* **Exercise prompt**: Output exactly the lines that run from the line with "For every instance of the mint sprig" to the end of the material, both ends included, and no other lines.

Record extracts start

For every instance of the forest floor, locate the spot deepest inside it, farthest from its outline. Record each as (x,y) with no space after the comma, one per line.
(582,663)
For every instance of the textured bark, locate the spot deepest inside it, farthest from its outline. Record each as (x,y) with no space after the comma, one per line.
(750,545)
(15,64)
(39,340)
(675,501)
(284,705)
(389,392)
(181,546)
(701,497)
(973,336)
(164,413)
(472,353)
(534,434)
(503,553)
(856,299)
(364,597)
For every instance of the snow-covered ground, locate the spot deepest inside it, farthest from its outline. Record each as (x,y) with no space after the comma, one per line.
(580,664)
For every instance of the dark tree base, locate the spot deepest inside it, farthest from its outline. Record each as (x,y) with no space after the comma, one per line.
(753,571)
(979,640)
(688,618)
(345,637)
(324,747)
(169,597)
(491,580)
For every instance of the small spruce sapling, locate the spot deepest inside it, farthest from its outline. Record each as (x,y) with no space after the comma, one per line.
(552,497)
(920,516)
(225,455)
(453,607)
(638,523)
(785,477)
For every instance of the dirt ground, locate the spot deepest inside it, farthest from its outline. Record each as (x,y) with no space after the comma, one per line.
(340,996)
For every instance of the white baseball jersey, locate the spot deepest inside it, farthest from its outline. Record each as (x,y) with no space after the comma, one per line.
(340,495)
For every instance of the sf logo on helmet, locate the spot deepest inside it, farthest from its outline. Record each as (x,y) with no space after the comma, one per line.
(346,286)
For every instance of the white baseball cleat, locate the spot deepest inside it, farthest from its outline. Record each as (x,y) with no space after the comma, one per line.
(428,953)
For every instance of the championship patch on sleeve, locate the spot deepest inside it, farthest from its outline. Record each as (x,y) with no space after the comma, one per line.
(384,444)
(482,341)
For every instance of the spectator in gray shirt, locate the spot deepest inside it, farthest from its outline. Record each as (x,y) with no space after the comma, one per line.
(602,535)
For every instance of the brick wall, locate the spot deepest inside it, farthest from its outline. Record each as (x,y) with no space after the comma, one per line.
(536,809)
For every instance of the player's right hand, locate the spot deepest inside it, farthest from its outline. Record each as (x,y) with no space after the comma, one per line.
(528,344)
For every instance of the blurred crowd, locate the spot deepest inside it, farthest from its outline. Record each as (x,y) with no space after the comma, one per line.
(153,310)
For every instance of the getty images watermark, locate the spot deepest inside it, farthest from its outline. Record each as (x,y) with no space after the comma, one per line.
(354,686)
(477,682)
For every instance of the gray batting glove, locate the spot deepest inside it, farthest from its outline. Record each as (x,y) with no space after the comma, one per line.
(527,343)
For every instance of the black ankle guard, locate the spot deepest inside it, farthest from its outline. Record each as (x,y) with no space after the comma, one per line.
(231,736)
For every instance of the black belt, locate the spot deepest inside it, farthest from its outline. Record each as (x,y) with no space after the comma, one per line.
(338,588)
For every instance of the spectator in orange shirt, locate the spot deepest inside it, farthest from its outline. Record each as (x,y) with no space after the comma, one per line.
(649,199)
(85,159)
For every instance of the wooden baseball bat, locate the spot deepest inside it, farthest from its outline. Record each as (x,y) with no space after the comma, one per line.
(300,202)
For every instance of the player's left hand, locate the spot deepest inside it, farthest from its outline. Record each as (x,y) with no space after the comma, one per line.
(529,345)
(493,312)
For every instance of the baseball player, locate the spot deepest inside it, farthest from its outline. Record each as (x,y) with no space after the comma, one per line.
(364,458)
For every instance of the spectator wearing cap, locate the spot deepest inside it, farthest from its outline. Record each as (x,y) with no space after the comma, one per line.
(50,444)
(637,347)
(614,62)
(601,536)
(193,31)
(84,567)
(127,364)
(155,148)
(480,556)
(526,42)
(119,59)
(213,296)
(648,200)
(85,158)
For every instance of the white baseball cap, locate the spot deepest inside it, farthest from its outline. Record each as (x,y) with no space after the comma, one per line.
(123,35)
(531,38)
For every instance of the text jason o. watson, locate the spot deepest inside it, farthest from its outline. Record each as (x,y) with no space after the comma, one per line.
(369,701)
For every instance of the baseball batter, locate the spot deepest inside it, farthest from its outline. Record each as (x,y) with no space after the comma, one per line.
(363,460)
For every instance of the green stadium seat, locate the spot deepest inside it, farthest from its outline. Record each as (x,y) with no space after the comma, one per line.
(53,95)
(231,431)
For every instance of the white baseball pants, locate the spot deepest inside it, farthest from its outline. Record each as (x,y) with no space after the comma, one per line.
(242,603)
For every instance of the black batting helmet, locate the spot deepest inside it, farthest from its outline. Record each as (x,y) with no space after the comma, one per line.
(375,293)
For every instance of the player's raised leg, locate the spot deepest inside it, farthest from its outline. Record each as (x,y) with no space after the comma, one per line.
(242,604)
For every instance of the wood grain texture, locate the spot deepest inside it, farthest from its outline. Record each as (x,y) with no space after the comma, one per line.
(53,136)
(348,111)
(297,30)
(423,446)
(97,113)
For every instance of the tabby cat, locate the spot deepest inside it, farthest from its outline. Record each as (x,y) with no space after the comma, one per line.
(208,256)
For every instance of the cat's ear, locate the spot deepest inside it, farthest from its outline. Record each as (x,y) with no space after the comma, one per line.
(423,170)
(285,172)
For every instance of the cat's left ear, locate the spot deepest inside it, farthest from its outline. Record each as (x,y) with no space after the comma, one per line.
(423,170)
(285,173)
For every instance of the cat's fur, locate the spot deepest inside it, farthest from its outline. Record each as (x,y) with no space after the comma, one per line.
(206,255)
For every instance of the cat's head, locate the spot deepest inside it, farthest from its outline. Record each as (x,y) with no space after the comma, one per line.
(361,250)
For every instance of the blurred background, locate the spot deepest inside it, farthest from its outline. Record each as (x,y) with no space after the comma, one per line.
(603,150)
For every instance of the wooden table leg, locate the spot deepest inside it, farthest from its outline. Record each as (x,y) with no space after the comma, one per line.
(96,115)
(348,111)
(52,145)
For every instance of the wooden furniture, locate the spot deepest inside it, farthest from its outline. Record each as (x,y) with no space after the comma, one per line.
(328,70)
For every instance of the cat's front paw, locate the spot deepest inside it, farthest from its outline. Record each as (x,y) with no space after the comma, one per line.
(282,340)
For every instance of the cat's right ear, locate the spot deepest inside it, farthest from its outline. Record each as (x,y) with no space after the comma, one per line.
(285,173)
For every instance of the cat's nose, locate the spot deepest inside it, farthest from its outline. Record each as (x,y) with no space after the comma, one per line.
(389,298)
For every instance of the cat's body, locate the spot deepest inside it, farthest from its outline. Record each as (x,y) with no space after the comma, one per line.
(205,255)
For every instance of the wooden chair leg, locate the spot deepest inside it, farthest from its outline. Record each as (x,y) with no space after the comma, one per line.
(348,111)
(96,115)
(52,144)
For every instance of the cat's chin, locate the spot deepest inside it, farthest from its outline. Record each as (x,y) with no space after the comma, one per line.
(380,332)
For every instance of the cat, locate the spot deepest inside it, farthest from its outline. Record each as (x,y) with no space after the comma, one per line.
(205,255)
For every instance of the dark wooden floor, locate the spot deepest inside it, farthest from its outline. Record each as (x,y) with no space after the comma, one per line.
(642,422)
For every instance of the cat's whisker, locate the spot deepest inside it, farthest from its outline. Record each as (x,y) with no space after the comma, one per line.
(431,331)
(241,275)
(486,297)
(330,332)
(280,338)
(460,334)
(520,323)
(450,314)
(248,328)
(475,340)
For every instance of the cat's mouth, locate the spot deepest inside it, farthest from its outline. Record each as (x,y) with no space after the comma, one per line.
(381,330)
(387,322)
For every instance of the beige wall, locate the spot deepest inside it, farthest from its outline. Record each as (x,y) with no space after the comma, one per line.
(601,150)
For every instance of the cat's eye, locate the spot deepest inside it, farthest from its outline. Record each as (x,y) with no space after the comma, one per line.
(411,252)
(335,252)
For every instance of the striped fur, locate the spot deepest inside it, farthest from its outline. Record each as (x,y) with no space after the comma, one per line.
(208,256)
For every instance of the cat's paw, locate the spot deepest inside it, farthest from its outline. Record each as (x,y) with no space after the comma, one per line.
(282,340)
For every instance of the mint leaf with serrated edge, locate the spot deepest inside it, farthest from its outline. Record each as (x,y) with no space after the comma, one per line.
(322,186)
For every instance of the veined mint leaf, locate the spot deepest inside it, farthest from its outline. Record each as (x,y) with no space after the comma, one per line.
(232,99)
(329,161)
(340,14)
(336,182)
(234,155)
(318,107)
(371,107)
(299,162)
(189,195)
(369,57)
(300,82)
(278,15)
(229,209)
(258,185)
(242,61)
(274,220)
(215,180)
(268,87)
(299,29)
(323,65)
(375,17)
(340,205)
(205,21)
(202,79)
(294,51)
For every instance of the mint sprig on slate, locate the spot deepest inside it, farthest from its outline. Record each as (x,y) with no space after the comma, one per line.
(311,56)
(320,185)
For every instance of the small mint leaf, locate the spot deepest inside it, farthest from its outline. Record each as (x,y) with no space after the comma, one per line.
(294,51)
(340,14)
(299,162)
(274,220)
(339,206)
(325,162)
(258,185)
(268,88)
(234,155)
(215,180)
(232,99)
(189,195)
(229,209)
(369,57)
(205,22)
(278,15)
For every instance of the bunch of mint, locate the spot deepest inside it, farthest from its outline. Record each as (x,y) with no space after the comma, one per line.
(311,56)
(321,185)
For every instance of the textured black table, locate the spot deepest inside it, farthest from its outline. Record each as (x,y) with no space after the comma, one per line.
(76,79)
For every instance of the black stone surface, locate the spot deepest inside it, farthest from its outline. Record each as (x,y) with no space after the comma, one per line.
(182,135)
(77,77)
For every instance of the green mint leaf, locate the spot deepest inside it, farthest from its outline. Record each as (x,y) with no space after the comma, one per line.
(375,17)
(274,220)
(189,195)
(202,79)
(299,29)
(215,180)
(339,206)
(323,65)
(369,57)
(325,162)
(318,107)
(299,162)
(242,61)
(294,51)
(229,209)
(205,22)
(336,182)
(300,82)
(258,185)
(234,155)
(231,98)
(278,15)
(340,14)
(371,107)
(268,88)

Record extracts end

* **Complete answer**:
For every instance of the mint sprig on slate, locate the spot deepest inside it, farthest from its outline. Record each as (x,y) with no space after the comma, one per line.
(311,56)
(320,185)
For every instance of the small mint leaf, locate the spot deepest inside it, farthest from its outline. Record each as (x,y) with no space after the comma, one per line.
(294,51)
(340,14)
(299,162)
(274,220)
(339,206)
(325,162)
(258,185)
(268,88)
(234,155)
(215,180)
(232,99)
(189,195)
(229,209)
(369,57)
(205,22)
(278,15)
For every instance of the bunch of mint, locate the spot deepest inside it, farthest from its outline. Record each as (x,y) with no space after the comma, one per line.
(311,56)
(321,185)
For every instance of the textured black table, locate the spot deepest inside it, farthest from its outline. Record each as (x,y) with no space after the comma, one per line.
(76,79)
For every instance of the black stone surface, locate the spot deepest inside it, farthest from its outline. Record each as (x,y) with no space after the comma, one per line.
(182,135)
(77,77)
For every instance of the green mint leaf, locate the spot deepest inside it, farthest from its outline. Record each as (x,y) with no space after the comma, one per line.
(375,17)
(274,220)
(189,195)
(202,79)
(299,29)
(215,180)
(339,206)
(323,65)
(369,57)
(325,162)
(318,107)
(299,162)
(242,61)
(294,51)
(229,209)
(205,22)
(336,182)
(300,82)
(258,185)
(234,155)
(231,98)
(278,15)
(340,14)
(371,107)
(268,88)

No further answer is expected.